* _EXERCISE_: Return, exactly and in full, the lines of the records below starting at the one with "Target: bare tree" and ending at the one with "the street lamp", and no other lines.
··· EXERCISE DATA
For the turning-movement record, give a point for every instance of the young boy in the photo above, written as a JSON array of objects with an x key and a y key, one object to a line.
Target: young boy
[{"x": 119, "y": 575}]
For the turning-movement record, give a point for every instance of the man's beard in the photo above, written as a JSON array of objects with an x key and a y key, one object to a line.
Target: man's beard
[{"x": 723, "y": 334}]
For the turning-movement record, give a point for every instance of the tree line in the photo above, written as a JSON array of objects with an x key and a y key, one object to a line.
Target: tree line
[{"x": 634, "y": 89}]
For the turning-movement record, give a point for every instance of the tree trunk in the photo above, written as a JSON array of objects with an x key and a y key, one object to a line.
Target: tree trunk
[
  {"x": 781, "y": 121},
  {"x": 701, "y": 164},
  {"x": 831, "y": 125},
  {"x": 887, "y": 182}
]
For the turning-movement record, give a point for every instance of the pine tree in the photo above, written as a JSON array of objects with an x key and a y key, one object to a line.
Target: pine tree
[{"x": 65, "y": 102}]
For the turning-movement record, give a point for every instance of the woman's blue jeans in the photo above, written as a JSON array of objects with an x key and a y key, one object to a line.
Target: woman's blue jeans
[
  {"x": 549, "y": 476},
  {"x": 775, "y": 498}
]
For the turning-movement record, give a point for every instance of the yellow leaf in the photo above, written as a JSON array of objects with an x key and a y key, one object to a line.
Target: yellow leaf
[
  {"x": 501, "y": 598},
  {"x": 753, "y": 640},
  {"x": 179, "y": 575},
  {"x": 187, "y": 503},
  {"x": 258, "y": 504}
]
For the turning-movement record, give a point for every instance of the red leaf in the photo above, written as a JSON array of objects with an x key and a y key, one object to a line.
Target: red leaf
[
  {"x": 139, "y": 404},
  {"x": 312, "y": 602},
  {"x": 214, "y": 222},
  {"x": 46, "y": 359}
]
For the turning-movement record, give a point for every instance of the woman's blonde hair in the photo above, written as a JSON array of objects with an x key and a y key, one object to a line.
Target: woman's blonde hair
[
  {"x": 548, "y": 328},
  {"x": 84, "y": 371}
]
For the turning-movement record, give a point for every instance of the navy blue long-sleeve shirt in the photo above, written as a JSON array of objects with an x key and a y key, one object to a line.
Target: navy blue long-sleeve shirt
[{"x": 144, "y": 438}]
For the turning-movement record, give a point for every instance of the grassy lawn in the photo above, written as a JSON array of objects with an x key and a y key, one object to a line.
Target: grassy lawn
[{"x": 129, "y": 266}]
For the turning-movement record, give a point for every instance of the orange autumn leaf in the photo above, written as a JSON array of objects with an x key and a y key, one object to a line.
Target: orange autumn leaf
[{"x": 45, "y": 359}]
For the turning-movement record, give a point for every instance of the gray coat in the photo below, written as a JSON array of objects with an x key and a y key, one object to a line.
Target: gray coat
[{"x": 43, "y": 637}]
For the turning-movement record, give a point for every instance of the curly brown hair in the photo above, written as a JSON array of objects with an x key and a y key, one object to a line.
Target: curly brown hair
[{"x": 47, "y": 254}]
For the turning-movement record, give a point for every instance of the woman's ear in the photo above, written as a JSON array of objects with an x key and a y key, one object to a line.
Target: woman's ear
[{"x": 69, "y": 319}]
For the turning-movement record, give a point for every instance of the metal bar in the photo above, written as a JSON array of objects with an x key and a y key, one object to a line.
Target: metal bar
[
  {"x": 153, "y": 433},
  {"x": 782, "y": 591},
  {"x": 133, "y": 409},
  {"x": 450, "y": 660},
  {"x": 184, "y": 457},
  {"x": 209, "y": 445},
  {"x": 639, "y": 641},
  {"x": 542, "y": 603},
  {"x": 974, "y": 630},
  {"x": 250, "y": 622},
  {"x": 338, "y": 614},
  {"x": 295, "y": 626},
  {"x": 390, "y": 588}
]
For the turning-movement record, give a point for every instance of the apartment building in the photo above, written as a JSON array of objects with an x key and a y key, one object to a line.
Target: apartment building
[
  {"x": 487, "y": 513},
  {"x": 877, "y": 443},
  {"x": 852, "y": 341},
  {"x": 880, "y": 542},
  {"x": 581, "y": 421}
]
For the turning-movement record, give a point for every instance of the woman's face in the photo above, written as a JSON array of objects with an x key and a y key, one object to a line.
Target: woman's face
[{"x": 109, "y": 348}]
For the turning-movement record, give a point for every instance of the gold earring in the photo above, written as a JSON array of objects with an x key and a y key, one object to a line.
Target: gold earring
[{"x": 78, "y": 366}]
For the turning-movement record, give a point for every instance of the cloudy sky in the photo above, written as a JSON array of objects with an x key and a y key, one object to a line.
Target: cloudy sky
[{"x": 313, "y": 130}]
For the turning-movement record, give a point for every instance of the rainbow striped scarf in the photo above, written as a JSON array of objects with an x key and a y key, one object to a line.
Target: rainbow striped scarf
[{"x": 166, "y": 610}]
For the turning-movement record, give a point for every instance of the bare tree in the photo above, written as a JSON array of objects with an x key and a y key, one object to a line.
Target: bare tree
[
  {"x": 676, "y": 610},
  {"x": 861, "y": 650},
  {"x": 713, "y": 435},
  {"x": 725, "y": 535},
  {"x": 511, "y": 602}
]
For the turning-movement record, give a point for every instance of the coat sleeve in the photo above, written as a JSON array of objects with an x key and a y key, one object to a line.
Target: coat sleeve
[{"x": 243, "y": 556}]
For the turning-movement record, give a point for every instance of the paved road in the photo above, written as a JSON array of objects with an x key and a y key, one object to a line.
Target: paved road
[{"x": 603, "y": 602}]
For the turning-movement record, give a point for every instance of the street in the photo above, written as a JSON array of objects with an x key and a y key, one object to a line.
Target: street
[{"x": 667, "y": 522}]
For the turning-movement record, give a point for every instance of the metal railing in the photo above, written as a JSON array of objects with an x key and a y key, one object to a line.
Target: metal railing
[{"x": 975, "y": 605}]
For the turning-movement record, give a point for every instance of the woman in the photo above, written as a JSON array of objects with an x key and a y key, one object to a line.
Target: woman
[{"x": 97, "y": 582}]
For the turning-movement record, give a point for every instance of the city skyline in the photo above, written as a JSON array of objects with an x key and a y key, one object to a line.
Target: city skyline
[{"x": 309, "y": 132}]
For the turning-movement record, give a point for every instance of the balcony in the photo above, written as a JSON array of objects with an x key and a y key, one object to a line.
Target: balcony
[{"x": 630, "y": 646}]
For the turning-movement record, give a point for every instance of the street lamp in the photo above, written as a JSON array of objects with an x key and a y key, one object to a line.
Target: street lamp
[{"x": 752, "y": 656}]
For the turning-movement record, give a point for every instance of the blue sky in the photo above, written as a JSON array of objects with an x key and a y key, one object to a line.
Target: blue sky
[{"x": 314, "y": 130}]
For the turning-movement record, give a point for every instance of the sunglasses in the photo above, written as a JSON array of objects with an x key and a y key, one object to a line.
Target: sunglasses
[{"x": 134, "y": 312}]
······
* _RESPONSE BELOW_:
Target: bare tree
[
  {"x": 676, "y": 610},
  {"x": 861, "y": 650},
  {"x": 713, "y": 435},
  {"x": 725, "y": 535},
  {"x": 511, "y": 602}
]
For the turning-movement record, give a point for every instance of the coat sleeve in the photo above, written as a JSON array of objects with an x key and a y key, one object to a line.
Target: coat sleeve
[{"x": 243, "y": 556}]
For the turning-movement record, give a point for every instance of the paved road in the photo above, written as a JSON array of objects with an x key and a y key, one object to a line.
Target: paved road
[{"x": 603, "y": 602}]
For the turning-movement record, give a point for every instance of the street in the photo above, written as a JSON array of objects with an x key and a y key, one object to a line.
Target: street
[{"x": 667, "y": 522}]
For the turning-movement record, give a point for every instance of the metal railing in the photo above, written as a JSON array of objects with an x key and a y key, one object to a line.
Target: metal railing
[{"x": 975, "y": 605}]
For the turning-movement record, give a point for every instance of the woman in the photo above, written as a JSON array of objects with an x key and a y key, one object to a line.
Target: woman
[{"x": 97, "y": 582}]
For the turning-movement record, give a point for every instance of the city skyline in the photo above, written as a JSON array of objects with an x key and a y key, one object to a line.
Target: city skyline
[{"x": 309, "y": 132}]
For the turning-movement record, give a point for every instance of the balcony in the photo above, written as a JSON array of objects with an x key and a y key, one object to a line.
Target: balcony
[{"x": 630, "y": 646}]
For the turning-movement record, give a point for every instance of the street lamp in the photo above, written as a JSON array of objects with an x key and a y key, one object to a line.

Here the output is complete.